== DATA

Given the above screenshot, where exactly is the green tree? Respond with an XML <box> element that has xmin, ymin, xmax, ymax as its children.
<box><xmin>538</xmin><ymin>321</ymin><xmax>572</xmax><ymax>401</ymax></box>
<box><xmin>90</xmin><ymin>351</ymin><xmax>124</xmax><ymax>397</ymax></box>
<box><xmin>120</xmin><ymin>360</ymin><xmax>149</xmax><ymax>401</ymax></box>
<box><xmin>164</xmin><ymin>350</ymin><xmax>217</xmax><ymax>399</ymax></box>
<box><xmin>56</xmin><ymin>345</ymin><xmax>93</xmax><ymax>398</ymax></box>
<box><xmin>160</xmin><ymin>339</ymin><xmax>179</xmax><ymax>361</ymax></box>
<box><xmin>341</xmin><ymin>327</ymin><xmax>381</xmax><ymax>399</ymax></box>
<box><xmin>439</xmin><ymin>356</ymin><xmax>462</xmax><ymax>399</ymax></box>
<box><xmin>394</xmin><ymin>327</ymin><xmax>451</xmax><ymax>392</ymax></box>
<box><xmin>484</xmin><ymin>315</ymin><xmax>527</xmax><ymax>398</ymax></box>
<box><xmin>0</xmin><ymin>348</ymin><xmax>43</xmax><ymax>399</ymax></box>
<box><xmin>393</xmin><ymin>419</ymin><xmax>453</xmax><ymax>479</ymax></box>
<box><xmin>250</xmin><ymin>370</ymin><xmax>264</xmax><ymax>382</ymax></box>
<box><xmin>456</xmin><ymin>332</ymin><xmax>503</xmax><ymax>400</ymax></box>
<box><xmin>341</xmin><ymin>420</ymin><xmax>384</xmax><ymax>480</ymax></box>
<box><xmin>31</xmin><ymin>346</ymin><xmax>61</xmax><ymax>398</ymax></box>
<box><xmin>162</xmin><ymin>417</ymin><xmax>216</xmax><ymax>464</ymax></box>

====

Would you output the material above once more, exactly as given?

Given the above screenshot, where exactly is the green tree? Respond with an XML <box> element that has xmin, ymin, xmax, ymax as its children.
<box><xmin>538</xmin><ymin>321</ymin><xmax>572</xmax><ymax>401</ymax></box>
<box><xmin>90</xmin><ymin>351</ymin><xmax>124</xmax><ymax>397</ymax></box>
<box><xmin>120</xmin><ymin>360</ymin><xmax>149</xmax><ymax>401</ymax></box>
<box><xmin>164</xmin><ymin>350</ymin><xmax>217</xmax><ymax>399</ymax></box>
<box><xmin>56</xmin><ymin>345</ymin><xmax>93</xmax><ymax>398</ymax></box>
<box><xmin>160</xmin><ymin>339</ymin><xmax>179</xmax><ymax>361</ymax></box>
<box><xmin>341</xmin><ymin>327</ymin><xmax>381</xmax><ymax>399</ymax></box>
<box><xmin>439</xmin><ymin>356</ymin><xmax>462</xmax><ymax>399</ymax></box>
<box><xmin>394</xmin><ymin>327</ymin><xmax>451</xmax><ymax>392</ymax></box>
<box><xmin>484</xmin><ymin>315</ymin><xmax>527</xmax><ymax>398</ymax></box>
<box><xmin>0</xmin><ymin>348</ymin><xmax>43</xmax><ymax>399</ymax></box>
<box><xmin>393</xmin><ymin>419</ymin><xmax>453</xmax><ymax>479</ymax></box>
<box><xmin>250</xmin><ymin>370</ymin><xmax>264</xmax><ymax>382</ymax></box>
<box><xmin>456</xmin><ymin>332</ymin><xmax>503</xmax><ymax>400</ymax></box>
<box><xmin>341</xmin><ymin>420</ymin><xmax>384</xmax><ymax>480</ymax></box>
<box><xmin>31</xmin><ymin>346</ymin><xmax>61</xmax><ymax>398</ymax></box>
<box><xmin>162</xmin><ymin>417</ymin><xmax>216</xmax><ymax>464</ymax></box>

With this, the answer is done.